Extend the forum discussion of the Yu-Gi-Oh Master Duel meta, picking up after its last comment.

SELECTION:
□ □ □ □ □

I think the real problem is there are too many non games in yugioh. Especially if you're playing with a worse deck. Getting hand trapped 3 times and then one card combo game doesn't make you want to play again.
I think that's what people mean by competitive. Games where it actually feels like you got to play.
Where is my budget meta deck? My budget Tenpai deck was killed
A problem is also the meta of the game in MD. Many mid tier players want diversity in gameplay and even chances. Momentarly it is just like the DC where you either play against Tenpai or against decks which simply put a board up which to difficult to beat because white forest centurion and snake eyes put up 6 interactions and every deck over platin is exactly this deck. And off course we newly got maxx c³ which makes it even more rng heavy.
Diversity certainly varies based on Rank.
Id say with the new maxx c meta we are seeing decks with fewer disruptions but with a heavier focus on building disruption on as few summons as possible. Voiceless voice and Labrynth seem to be getting more popularity. I think its not as RNG heavy as people think, the lab and voiceless decks can beat tenpai much easier now that they have 3 less extenders. But the problem is that it also creates unfun metas that heavily promote floodgates. I have been seeing way more traps like dimension barrier and there can be only one and thats purely because the new maxx c meta basically guarantees that your triple tactics thrust will work and that you will often be going first.

□ □ □ □ □

PROVIDED DATA:

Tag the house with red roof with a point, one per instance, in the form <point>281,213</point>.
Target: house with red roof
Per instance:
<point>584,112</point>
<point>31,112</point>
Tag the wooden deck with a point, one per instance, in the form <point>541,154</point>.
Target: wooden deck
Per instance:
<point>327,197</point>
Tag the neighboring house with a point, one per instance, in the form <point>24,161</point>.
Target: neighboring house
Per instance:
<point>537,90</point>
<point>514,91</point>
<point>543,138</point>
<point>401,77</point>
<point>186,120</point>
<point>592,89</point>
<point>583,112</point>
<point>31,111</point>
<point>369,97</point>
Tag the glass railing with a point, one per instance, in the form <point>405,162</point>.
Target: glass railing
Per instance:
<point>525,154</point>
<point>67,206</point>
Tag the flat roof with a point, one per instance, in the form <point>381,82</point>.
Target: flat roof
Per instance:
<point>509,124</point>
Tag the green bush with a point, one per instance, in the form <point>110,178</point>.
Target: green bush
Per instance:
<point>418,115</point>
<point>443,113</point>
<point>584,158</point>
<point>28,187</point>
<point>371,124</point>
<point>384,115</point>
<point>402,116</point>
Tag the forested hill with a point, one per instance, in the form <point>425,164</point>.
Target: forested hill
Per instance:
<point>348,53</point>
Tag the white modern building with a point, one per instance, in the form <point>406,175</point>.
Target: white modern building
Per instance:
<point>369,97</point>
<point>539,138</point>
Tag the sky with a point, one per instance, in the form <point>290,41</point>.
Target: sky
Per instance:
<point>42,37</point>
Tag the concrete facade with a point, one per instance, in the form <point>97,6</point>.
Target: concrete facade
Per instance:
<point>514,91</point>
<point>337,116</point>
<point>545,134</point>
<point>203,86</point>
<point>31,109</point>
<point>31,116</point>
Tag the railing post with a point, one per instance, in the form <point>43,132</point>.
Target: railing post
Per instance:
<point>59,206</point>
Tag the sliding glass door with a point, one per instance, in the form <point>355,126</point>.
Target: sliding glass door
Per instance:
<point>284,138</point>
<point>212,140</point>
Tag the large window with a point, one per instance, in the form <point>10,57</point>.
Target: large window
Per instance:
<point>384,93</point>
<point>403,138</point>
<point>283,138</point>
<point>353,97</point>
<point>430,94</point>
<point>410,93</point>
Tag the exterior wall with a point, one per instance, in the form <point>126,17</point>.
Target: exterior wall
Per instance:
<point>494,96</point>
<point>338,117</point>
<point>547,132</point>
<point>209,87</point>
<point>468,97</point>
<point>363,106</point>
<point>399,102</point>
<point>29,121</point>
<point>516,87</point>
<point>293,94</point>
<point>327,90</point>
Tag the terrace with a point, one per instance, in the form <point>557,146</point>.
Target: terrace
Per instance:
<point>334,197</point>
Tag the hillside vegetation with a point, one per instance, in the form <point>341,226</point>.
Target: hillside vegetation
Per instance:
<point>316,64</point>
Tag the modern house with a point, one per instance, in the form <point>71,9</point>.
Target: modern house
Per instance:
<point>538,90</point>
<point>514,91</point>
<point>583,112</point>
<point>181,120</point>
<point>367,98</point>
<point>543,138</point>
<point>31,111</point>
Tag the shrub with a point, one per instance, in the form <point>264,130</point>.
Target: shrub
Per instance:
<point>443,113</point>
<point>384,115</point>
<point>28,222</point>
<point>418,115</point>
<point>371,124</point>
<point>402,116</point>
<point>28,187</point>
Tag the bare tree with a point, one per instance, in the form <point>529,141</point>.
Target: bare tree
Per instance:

□ □ □ □ □

ANSWER TO THIS PROBLEM:
I wouldn't say the meta in MD is a problem. It has been the only format in which decks like centurion, VS, VV (albeit its making a comeback in paper) and some other low tiered decks have had more success or a stronger impression. Now if you mean a pet deck then that's a different story. You either modify it enough to beat the meta or just accept that it can't keep up. Zombie players are a good example of people that despite Konami leaving them to die for years have always found ways to make zombie piles work out.
@@Phantom770G yeah and some decks just wont work in certain metas. I like evil eye and have played it in couple of DC cups and did okay. But when branded was really a thing and everybody and their mother played bystials i had to switch. So understand your decks know what they are good and bad at and sometimes just leave them at a side because its not the time for them
Josh is so blind by his love by yugioh. I Can not understand how he does not understand the problems xd for me is very easy to get it
Speaking from my own perspective, locals in the last 2 years have gotten to the point where you must be playing the Tier 1 decks, or else you’ll get stomped with no competition. Not that that’s a bad thing, of course, but that’s I think what Paul is saying about legacy support for old decks. From 2023-now, I’ve been two 10 different locals several times in my state, and it was all the same environment despite being different people.
Locals are not casual, not any more. What happens is one person will get a top tier deck, and then stomp everyone and one of two things happen. Next week, everyone leaves, or everyone has to get new decks to compete and it destroys the casual format.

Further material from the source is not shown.